---------- Data extract
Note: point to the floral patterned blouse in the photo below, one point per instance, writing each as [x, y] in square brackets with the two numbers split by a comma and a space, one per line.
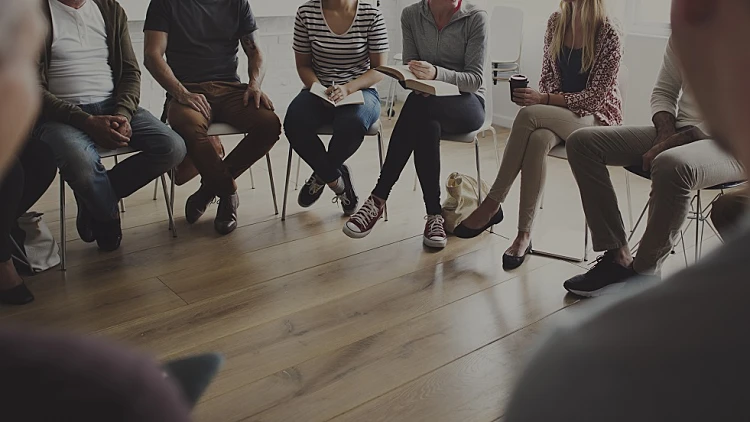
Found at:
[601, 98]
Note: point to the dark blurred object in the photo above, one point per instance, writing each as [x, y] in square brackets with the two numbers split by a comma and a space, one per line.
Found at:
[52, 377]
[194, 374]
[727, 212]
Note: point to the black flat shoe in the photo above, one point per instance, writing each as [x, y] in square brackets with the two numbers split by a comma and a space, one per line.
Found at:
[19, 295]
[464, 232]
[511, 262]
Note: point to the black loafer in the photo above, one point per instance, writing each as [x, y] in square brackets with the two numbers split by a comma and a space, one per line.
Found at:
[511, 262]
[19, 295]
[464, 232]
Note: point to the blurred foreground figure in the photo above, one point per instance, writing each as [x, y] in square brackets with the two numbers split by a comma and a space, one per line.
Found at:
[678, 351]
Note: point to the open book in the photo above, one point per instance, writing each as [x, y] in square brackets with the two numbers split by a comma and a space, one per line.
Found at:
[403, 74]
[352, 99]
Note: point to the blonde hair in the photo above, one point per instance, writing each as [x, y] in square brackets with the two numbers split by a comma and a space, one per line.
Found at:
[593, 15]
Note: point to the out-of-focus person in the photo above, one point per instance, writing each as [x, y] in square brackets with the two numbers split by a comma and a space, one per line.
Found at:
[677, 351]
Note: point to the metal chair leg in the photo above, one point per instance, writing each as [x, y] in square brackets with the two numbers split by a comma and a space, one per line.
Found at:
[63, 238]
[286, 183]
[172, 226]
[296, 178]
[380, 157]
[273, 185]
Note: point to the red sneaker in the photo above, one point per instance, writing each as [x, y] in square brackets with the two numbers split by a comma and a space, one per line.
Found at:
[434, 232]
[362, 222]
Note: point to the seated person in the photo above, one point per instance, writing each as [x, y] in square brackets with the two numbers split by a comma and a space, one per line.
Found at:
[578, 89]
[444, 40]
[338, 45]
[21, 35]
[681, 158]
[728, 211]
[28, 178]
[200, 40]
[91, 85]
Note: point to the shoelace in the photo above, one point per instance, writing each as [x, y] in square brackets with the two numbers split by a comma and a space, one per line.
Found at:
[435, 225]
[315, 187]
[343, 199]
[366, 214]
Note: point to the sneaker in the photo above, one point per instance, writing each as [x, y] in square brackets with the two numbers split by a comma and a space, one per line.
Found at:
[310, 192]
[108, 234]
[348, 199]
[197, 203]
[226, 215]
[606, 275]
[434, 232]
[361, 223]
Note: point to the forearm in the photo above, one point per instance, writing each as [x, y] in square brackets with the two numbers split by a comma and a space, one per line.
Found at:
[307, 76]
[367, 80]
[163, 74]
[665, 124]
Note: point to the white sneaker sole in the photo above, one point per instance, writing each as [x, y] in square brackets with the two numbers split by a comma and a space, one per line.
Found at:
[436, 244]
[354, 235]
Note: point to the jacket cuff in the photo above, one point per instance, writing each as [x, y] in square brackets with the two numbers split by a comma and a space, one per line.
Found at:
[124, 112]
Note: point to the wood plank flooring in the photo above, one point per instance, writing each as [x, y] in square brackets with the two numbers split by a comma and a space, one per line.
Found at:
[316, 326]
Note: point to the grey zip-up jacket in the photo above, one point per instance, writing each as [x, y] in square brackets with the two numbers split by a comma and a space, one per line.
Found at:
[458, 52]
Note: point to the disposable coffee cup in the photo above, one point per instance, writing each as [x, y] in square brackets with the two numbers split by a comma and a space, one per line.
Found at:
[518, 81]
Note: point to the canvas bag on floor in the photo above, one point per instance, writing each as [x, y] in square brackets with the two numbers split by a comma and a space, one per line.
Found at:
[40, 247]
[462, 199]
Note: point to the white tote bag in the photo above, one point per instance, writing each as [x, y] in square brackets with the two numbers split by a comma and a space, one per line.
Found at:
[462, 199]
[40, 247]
--------------------
#### Goal:
Copy every record above exactly, leaving out the pictures.

#### Response to this task:
Note: point to the floral patterned blouse in the photo below, one point per instance, writing each as [x, y] in square brackets with the two numbers split by a comma and a space, one per line.
Found at:
[601, 98]
Note: point to the dark blurred object in the photo above, one point per instance, writing each as [x, y] in square brackets with the two numbers split by a comma and a space, one per line.
Found at:
[52, 377]
[194, 374]
[727, 212]
Note: point to the black flat shoe in the photo above, one point per instance, writing each as [x, y] in square brackets with the two numbers split by a comma and a space, one per line.
Found at:
[19, 295]
[464, 232]
[511, 262]
Note: point to the black loafer in the photo above, one point per instance, writing each as [x, y] in square brackets with the two numbers split by a comma and a space, one per line.
Found at:
[511, 262]
[19, 295]
[464, 232]
Note: point to the blurred foreground figure in the photo above, one point per instance, writing each as [x, y] in square brackets with the two numbers split by a comma and a space, one per line.
Found at:
[678, 351]
Note: point to the open book in the photo above, one point per instance, writing each as [x, y] in square brackets with the two numbers split by a comma and a space, one per line.
Found at:
[403, 74]
[352, 99]
Note: point to the blonde hair in the photo above, one point per instance, writing each as [x, y] in square brackets with the two numbers split by a comma and a space, one per line.
Found at:
[593, 15]
Note: point to the out-of-focus person in the photo above, one point per instance, writing each as [x, y] in square brackets with the two numbers split by a comma and a space, one per line.
Found at:
[677, 351]
Note: point to the metal chair leg in the photo above, one point per instance, writing each as [x, y] in square brackets with the two numbers split by a comma and a space, one per line.
Found at:
[63, 238]
[286, 183]
[172, 226]
[296, 178]
[380, 157]
[273, 185]
Note: point to the red sneaker in the photo above, one point per instance, writing each as [x, y] in square brackets with the two numbers split by a comma and a space, one per line.
Found at:
[434, 232]
[362, 222]
Note: point to the seated person in the photo above, one point per instance, writing each as [x, y] in square brackets with the two numbers split by a comma and a space, one per line.
Found at:
[578, 89]
[444, 40]
[338, 45]
[21, 35]
[681, 158]
[728, 211]
[28, 178]
[200, 40]
[91, 85]
Note: point to the shoelace in the photo above, one point per instance, writing each as [x, y] in square brackets with the two numbers split by a comma and a space, one per line.
Found at:
[435, 225]
[315, 187]
[343, 199]
[366, 214]
Note: point to the sneaker in the photo above, one point per instance, writing each as [x, y] in square brackets with the two numbers split by a comma and a space, one per line.
Found at:
[310, 192]
[108, 234]
[348, 199]
[197, 203]
[226, 215]
[606, 275]
[434, 232]
[361, 223]
Note: point to the forearm in the photo above, one point per instance, writing each as [x, y] in square brackets with the two numbers split by a comma and a space, one per line.
Found at:
[307, 76]
[367, 80]
[163, 74]
[665, 124]
Note: point to the white sneaker sole in the photo above, one point per instance, writing each as [x, y] in square brackets with the two numbers split by a comma and a space, one per line.
Found at:
[436, 244]
[354, 235]
Note: point to the jacket cuff in the photo above, one point per instance, writing each as [x, y] in square brackets with the two numbers split by a comma and a space, one per line.
Found at:
[124, 112]
Note: point to the wood plank flooring in the photo above, one point per instance, writing each as [x, y] in square brackets with the two numbers split by a comma and a space, one per line.
Found at:
[316, 326]
Note: point to the grey zip-up jacket in the photo above, one point per instance, writing each as [x, y] in square brackets with the two numbers split by a comma and a space, one per line.
Found at:
[458, 52]
Note: point to the disposable coffee cup in the photo above, one point per instance, writing each as [x, y] in square brackets with the two numbers split by a comma and a space, one per line.
Found at:
[518, 81]
Note: point to the canvas bag on floor in the photo above, one point per instance, writing each as [x, y] in square brackets with the two numbers split by a comma and a space, one per line.
Found at:
[40, 247]
[462, 199]
Note: point to the white tote bag in the photo above, one point per instance, writing each as [x, y] in square brackets with the two numbers split by a comma and a space, one per line.
Found at:
[462, 199]
[40, 247]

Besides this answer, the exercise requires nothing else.